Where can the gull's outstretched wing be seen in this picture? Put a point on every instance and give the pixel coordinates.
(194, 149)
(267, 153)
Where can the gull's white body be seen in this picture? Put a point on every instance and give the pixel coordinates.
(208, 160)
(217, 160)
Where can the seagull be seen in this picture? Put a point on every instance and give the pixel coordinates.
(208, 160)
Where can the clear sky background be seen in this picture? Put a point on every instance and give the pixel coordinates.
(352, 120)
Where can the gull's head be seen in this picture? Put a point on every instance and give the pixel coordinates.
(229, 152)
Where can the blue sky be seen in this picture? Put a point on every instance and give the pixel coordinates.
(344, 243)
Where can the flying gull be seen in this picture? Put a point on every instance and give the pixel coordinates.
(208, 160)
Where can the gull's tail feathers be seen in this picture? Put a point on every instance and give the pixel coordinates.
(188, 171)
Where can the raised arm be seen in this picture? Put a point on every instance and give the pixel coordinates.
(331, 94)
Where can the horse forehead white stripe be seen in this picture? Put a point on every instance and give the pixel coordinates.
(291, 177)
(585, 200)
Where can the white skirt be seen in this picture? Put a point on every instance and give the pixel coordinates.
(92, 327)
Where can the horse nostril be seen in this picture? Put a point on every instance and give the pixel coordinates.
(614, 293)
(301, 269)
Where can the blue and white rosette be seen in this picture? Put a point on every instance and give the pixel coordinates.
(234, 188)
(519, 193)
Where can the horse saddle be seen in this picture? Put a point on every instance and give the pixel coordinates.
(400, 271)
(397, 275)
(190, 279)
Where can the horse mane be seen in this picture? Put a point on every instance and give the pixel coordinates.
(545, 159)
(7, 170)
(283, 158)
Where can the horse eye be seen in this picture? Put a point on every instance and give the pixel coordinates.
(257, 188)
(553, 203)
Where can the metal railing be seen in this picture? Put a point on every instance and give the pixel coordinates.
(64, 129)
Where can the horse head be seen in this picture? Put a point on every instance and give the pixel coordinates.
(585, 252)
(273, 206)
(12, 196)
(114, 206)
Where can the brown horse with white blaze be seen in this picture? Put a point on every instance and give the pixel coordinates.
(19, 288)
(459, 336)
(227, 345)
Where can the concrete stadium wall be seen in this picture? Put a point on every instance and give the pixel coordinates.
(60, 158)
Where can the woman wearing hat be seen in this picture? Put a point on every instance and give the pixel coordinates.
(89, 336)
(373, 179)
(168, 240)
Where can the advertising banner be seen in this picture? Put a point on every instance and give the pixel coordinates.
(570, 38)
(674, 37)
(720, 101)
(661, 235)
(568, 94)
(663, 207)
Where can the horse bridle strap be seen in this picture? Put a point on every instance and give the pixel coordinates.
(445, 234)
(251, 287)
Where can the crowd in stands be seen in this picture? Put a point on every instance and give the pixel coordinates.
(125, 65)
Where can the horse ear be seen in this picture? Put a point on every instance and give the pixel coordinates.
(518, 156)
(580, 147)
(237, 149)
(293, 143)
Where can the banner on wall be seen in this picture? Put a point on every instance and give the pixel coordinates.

▬▬▬

Repeat the listing above exactly, line for line.

Your response:
Where can the gull's outstretched wing be seen in this picture? Put a point on every instance and give the pixel coordinates.
(194, 149)
(267, 153)
Where can the gull's white body be seen in this picture? Put a point on every instance and give the pixel coordinates.
(208, 160)
(217, 160)
Where can the seagull be seen in this picture? Put a point on every instance and give the pixel coordinates.
(208, 160)
Where can the clear sky background be seen in this picture? Put a point on every instance and give the pixel coordinates.
(352, 120)
Where can the gull's head be seen in this picture? Put a point on every instance and give the pixel coordinates.
(229, 152)
Where can the blue sky be seen in this picture? Put a point on every instance and give the pixel coordinates.
(344, 243)
Where can the flying gull be seen in this picture? Put a point on every instance and give the pixel coordinates.
(208, 160)
Where can the gull's tail feathers be seen in this picture? Put a point on every instance and give the pixel coordinates.
(188, 171)
Where can the raised arm be seen in this picture? Put a point on every instance and give the pixel coordinates.
(331, 94)
Where can the horse forehead white stripe be seen in this picture? Put a point on every instance and give the pixel coordinates.
(291, 177)
(585, 200)
Where can the white skirt be seen in this picture? Put a point on every instance and give the pixel coordinates.
(92, 327)
Where can the horse nostril be seen in this picture? Put a point on every instance and give the pixel coordinates.
(614, 293)
(301, 269)
Where can the blue and white rosette be seen in this picture? Put a point on every instance and give the pixel coordinates.
(234, 188)
(519, 193)
Where can the horse saddle be seen in this picture? Put a point on every instance and give the pixel coordinates.
(400, 271)
(397, 275)
(190, 279)
Where can the horse mane be seen in this picture? Put a point on every instance and give the pixel coordinates.
(545, 159)
(7, 170)
(283, 158)
Where can the horse eye be seen in this picture? Put a point on every instance and give the pixel coordinates.
(257, 188)
(553, 203)
Where can the metal railing be seen in this picture? Put a point on every instance and give the pixel coordinates.
(64, 129)
Where can the horse head be seen in this picture? Put a point on every instance and give the pixel coordinates.
(585, 252)
(273, 206)
(12, 196)
(114, 206)
Where can the brown horse with white blaze be seen in this picture? Put a point on every instance and give the pixel coordinates.
(19, 288)
(459, 336)
(227, 345)
Where can the concrete stadium wall be seen in this picture? Put a point on every instance and give the pixel coordinates.
(60, 158)
Where can the woman wearing hat be seen in this picture? Put a point on every instance and give the pixel coordinates.
(89, 336)
(373, 179)
(168, 240)
Where can the advertising banner be seen in this picture? Put a point on every instance and give the pixel coordinates.
(570, 38)
(674, 37)
(720, 101)
(661, 235)
(568, 94)
(663, 207)
Where can the horse bridle strap be seen in this picture? Put a point on every instance and give the pixel coordinates.
(445, 234)
(251, 287)
Where can the crowd in stands be seen in this picture? Put a point on every instance and give the pixel coordinates.
(125, 65)
Where can the horse ear be seen in this picture? Put a point on every instance and give the pixel coordinates.
(518, 156)
(580, 147)
(237, 149)
(293, 143)
Where can the banner on wall be seen in this picture? Put a point on every instance and give the pixel coordinates.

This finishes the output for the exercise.